● REQUIREMENT
Return the listing word for word, as given.

(Pointing dataset records)
◇ ◇ ◇ ◇ ◇

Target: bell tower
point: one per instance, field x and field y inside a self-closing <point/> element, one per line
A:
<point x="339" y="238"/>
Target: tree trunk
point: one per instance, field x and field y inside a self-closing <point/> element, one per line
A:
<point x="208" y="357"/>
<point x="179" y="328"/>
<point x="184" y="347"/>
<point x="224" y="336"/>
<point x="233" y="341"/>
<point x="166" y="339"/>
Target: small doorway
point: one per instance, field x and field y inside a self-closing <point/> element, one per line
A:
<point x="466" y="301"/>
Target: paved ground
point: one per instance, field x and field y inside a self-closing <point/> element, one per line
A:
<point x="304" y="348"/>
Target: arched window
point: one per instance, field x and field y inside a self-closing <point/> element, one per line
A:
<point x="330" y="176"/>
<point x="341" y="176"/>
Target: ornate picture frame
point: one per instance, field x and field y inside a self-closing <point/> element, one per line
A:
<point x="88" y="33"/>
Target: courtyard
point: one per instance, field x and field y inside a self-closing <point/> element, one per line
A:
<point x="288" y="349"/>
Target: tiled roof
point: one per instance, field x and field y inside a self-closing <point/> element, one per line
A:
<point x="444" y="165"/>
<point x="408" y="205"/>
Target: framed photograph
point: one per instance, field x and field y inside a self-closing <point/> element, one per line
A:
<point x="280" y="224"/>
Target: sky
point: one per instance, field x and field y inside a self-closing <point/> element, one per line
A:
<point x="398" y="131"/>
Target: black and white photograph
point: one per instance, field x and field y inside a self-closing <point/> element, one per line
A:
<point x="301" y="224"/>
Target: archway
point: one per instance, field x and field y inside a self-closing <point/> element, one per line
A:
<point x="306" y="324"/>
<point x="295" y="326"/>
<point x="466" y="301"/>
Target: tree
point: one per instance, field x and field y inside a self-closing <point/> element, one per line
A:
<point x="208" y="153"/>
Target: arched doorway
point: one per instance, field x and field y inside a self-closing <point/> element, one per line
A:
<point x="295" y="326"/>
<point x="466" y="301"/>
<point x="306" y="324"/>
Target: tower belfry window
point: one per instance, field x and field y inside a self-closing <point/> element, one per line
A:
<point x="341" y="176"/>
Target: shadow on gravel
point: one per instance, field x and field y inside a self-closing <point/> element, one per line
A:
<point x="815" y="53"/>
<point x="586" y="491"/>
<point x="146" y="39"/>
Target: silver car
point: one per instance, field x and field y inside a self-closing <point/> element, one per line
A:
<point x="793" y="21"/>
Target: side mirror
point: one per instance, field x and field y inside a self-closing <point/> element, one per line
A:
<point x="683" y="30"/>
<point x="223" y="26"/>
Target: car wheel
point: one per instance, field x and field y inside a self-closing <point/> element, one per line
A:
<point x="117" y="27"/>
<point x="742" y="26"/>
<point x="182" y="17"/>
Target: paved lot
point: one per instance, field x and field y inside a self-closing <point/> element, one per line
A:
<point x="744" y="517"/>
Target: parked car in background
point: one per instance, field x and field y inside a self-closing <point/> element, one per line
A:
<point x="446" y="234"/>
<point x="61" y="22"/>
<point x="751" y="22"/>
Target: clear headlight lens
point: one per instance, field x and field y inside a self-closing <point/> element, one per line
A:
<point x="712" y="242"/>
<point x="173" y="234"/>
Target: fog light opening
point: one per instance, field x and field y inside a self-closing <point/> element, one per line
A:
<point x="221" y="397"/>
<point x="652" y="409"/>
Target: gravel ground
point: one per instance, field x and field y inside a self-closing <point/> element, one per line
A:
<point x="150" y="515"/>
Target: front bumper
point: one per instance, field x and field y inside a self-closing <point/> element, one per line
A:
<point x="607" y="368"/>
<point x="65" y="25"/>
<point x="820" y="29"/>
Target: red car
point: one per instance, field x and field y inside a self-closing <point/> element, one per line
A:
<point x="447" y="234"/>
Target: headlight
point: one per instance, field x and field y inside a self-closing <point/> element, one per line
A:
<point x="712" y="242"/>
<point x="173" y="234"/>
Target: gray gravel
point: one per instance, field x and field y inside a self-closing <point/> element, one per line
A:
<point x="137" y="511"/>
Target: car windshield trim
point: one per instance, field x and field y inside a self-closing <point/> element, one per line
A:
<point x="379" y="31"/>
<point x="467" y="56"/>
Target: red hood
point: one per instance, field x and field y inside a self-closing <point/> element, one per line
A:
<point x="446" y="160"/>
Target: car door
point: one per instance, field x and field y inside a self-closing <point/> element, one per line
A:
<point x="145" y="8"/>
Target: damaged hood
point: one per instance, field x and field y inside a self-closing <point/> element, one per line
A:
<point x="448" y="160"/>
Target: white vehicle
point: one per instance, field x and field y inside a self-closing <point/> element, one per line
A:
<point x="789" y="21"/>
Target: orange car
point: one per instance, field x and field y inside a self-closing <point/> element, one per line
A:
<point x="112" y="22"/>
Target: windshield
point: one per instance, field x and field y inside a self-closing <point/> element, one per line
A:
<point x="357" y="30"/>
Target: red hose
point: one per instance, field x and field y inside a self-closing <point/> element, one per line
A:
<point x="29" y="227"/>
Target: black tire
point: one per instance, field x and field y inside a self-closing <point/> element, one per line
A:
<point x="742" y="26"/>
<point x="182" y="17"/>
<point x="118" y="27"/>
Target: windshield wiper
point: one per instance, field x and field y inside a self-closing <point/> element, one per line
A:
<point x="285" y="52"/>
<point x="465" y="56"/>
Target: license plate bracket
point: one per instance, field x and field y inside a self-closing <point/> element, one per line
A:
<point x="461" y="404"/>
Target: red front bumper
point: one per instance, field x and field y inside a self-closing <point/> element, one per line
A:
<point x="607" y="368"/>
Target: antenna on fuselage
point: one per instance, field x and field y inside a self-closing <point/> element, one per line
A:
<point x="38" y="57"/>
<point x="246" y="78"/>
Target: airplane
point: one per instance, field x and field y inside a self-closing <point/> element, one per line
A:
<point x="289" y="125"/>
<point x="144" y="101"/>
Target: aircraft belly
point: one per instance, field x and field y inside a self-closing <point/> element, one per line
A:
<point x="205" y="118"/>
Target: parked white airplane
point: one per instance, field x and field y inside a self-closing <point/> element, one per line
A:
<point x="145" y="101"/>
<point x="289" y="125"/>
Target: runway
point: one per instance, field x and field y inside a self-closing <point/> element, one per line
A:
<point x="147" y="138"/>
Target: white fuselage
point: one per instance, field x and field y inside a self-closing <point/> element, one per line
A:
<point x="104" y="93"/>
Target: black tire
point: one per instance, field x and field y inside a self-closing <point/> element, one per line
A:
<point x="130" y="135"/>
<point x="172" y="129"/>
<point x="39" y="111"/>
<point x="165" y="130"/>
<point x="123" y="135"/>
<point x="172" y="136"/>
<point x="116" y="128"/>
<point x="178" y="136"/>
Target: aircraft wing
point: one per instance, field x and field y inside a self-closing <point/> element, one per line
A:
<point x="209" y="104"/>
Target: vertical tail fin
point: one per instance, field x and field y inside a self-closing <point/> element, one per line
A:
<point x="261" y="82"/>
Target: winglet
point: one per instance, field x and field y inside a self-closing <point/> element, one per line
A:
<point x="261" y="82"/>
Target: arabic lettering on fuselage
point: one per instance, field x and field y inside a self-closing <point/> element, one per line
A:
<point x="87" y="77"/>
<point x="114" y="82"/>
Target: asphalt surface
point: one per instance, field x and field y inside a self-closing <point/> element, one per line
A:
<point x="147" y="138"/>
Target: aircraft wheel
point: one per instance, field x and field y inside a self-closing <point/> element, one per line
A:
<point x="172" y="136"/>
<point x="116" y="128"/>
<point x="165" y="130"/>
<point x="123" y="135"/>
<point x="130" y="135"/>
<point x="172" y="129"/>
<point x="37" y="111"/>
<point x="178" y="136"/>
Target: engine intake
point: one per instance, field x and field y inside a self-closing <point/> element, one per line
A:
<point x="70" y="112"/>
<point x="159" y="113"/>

◇ ◇ ◇ ◇ ◇

● FULL SOLUTION
Target: bell tower
point: one per instance, field x and field y inside a self-closing <point/> element, one per line
A:
<point x="339" y="238"/>
Target: tree trunk
point: one per instance, field x and field y inside a self-closing <point/> element, one per line
A:
<point x="208" y="357"/>
<point x="179" y="328"/>
<point x="184" y="347"/>
<point x="224" y="336"/>
<point x="233" y="341"/>
<point x="166" y="339"/>
Target: small doorway
point: one per instance, field x and field y inside a self-closing <point/> element, one per line
A:
<point x="466" y="301"/>
Target: paved ground
point: one per instance, field x and field y inside a self-closing <point/> element, one per line
A:
<point x="304" y="348"/>
Target: arched window
point: one per instance, field x and field y inside a self-closing <point/> element, one per line
A:
<point x="330" y="176"/>
<point x="341" y="176"/>
Target: ornate picture frame
point: one per instance, field x and field y inside a self-closing <point/> element, one per line
A:
<point x="88" y="33"/>
Target: courtyard
point: one per instance, field x and field y inside a self-closing <point/> element, one per line
A:
<point x="288" y="349"/>
Target: tiled roof
point: one per instance, field x and field y inside a self-closing <point/> element, one per line
A:
<point x="444" y="165"/>
<point x="408" y="205"/>
Target: framed photograph
point: one per instance, field x and field y inside a self-closing <point/> element, one per line
A:
<point x="280" y="224"/>
Target: sky
point: one per instance, field x and field y inside a self-closing <point/> element, one per line
A:
<point x="398" y="131"/>
Target: black and white photograph
point: one per instance, field x and field y inside a self-closing <point/> element, one per line
A:
<point x="301" y="224"/>
Target: archway
point: one per instance, field x and field y inside a self-closing <point/> element, one per line
A:
<point x="306" y="324"/>
<point x="295" y="326"/>
<point x="466" y="301"/>
Target: tree
point: one per instance, field x and field y inside a self-closing <point/> element, one per line
A:
<point x="208" y="153"/>
Target: arched doorway
point: one per instance, field x and field y inside a self-closing <point/> element, one per line
A:
<point x="295" y="326"/>
<point x="466" y="301"/>
<point x="306" y="324"/>
Target: tower belfry window
point: one per instance, field x and field y inside a self-closing <point/> element, one per line
A:
<point x="341" y="176"/>
Target: shadow on gravel
point: one per instance, field x and field y inside a self-closing <point/> element, one per line
A:
<point x="815" y="53"/>
<point x="586" y="491"/>
<point x="146" y="39"/>
Target: silver car
point: one per instance, field x and field y inside a self-closing <point/> element, one per line
A:
<point x="793" y="21"/>
Target: side mirror
point: one per instance, field x and field y inside a self-closing <point/> element, one per line
A:
<point x="683" y="30"/>
<point x="223" y="26"/>
Target: car wheel
point: one per instance, field x and field y inside a self-closing <point/> element, one per line
A:
<point x="117" y="27"/>
<point x="742" y="26"/>
<point x="182" y="17"/>
Target: paved lot
point: one per instance, field x and field y inside a self-closing <point/> element, one per line
A:
<point x="744" y="517"/>
Target: parked car in background
point: one per instance, field x and field y inside a self-closing <point/> element, one per line
A:
<point x="446" y="234"/>
<point x="61" y="22"/>
<point x="751" y="22"/>
Target: clear headlight lens
point: one per instance, field x and field y inside a self-closing <point/> element, one per line
A:
<point x="712" y="242"/>
<point x="173" y="234"/>
Target: fog light opening
point: one per instance, field x and field y inside a self-closing <point/> element, one per line
A:
<point x="221" y="397"/>
<point x="652" y="409"/>
Target: gravel ground
point: one per instance, field x and field y inside a self-closing <point/> element, one per line
A:
<point x="150" y="515"/>
Target: front bumper
point: one per instance, field x and field y inside a self-closing <point/> element, one per line
A:
<point x="607" y="368"/>
<point x="65" y="25"/>
<point x="820" y="29"/>
Target: red car
point: one per instance, field x and field y inside a self-closing <point/> element, one per line
A:
<point x="447" y="234"/>
Target: headlight
point: one per instance, field x and field y inside a self-closing <point/> element, one per line
A:
<point x="712" y="242"/>
<point x="173" y="234"/>
Target: gray gravel
point: one per instance, field x and field y inside a self-closing <point/> element, one per line
A:
<point x="137" y="511"/>
Target: car windshield trim
point: one per instance, field x and field y inside a self-closing <point/> element, one per line
A:
<point x="379" y="31"/>
<point x="467" y="56"/>
Target: red hood
point: one per instance, field x and field y inside a self-closing <point/> element, one per line
A:
<point x="446" y="160"/>
Target: car door
point: one per instance, field x and field y inside a self-closing <point/> element, one per line
A:
<point x="145" y="8"/>
Target: damaged hood
point: one per instance, field x and field y inside a self-closing <point/> element, one per line
A:
<point x="448" y="160"/>
Target: white vehicle
point: one per instance, field x and field y inside a self-closing <point/> element, one per line
A:
<point x="789" y="21"/>
Target: orange car
point: one per instance, field x and field y inside a self-closing <point/> element, one per line
A:
<point x="112" y="22"/>
Target: windshield
point: one per instance, field x and field y inside a self-closing <point/> element, one per line
A:
<point x="357" y="30"/>
Target: red hose
point: one per instance, field x and field y inside a self-closing <point/> element, one per line
A:
<point x="29" y="227"/>
Target: black tire
point: one per instance, field x and field y inside a self-closing <point/> element, one per line
A:
<point x="742" y="26"/>
<point x="182" y="17"/>
<point x="118" y="27"/>
Target: windshield wiper
point: one per instance, field x and field y inside a self-closing <point/> element, one per line
A:
<point x="285" y="52"/>
<point x="465" y="56"/>
Target: license plate bracket
point: one per instance, field x and field y inside a self-closing <point/> element, one per line
A:
<point x="461" y="404"/>
Target: red front bumper
point: one per instance, field x and field y inside a self-closing <point/> element, one per line
A:
<point x="607" y="368"/>
Target: antenna on fuselage
point: one per instance, field x and field y inside a self-closing <point/> element, one per line
A:
<point x="38" y="57"/>
<point x="246" y="78"/>
Target: airplane
point: one per instance, field x and field y inside a self-closing <point/> element, one per line
A:
<point x="289" y="125"/>
<point x="144" y="101"/>
Target: aircraft belly
point: one per instance, field x and field y inside a self-closing <point/> element, one per line
A:
<point x="205" y="118"/>
Target: parked white airplane
point: one per instance, field x and field y inside a self-closing <point/> element, one per line
A:
<point x="145" y="101"/>
<point x="289" y="125"/>
Target: runway
point: one per instance, field x and field y inside a self-closing <point/> element, one per line
A:
<point x="147" y="138"/>
Target: white fuselage
point: one per instance, field x and field y inside a self-closing <point/> element, one per line
A:
<point x="104" y="93"/>
Target: black tire
point: one per instance, field x and field y inside a self-closing <point/> element, one per line
A:
<point x="130" y="135"/>
<point x="172" y="129"/>
<point x="39" y="111"/>
<point x="165" y="130"/>
<point x="123" y="135"/>
<point x="172" y="136"/>
<point x="116" y="128"/>
<point x="178" y="136"/>
Target: aircraft wing
point: one per instance, field x and field y inside a self-closing <point/> element, one per line
A:
<point x="209" y="104"/>
Target: vertical tail fin
point: one per instance, field x and field y inside a self-closing <point/> element, one per line
A:
<point x="261" y="82"/>
Target: winglet
point: one per instance, field x and field y inside a self-closing <point/> element, one per line
A:
<point x="261" y="82"/>
Target: arabic lettering on fuselage
point: one per instance, field x and field y inside a self-closing <point/> element, one per line
A:
<point x="87" y="77"/>
<point x="114" y="82"/>
Target: asphalt surface
point: one per instance, field x and field y inside a self-closing <point/> element, one per line
A:
<point x="147" y="138"/>
Target: aircraft wheel
point: one per instance, field x and field y inside a self-closing <point/> element, one per line
A:
<point x="172" y="136"/>
<point x="116" y="128"/>
<point x="165" y="130"/>
<point x="123" y="135"/>
<point x="130" y="135"/>
<point x="172" y="129"/>
<point x="37" y="111"/>
<point x="178" y="136"/>
Target: engine intake
point: one per instance, field x and field y inside a self-closing <point/> element, one per line
A:
<point x="70" y="112"/>
<point x="159" y="113"/>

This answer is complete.